### REQUIREMENT:
Send back the entries exactly as they were given.

### RECORDS PROVIDED:
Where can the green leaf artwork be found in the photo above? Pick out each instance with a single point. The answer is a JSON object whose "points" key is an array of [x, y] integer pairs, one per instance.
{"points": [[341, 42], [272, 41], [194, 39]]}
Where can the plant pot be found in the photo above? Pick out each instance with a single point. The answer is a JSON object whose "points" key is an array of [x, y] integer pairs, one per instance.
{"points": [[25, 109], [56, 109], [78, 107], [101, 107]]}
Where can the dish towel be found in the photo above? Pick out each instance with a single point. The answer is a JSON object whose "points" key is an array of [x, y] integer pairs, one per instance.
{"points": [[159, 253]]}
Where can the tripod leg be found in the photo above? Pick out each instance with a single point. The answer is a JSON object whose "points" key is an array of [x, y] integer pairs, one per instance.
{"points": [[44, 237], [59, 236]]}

### TASK RESPONSE:
Where can the green leaf artwork be found in the photo above? Pick out each instance with a single point. The answer is a JSON object whose "points" key is an array of [x, y] integer pairs, one per instance.
{"points": [[341, 42], [272, 41], [194, 39]]}
Where can the plant pot be found in the photo above? Pick out each instance with a single point. The answer is a JSON object whose "points" key is an array of [x, y] integer pairs, one per instance.
{"points": [[25, 109], [56, 109], [78, 107], [101, 107]]}
Where can the dish towel be found in the photo above? Pick out each instance with a single point. The answer is a JSON object whose "points" key is an array of [x, y] integer pairs, one per instance.
{"points": [[159, 253]]}
Where can the tripod leg be found in the photo above? Pick out each instance with a single point. The answer is a JSON object whose "points" key is an array of [x, y] integer pairs, one per instance.
{"points": [[44, 237], [59, 236]]}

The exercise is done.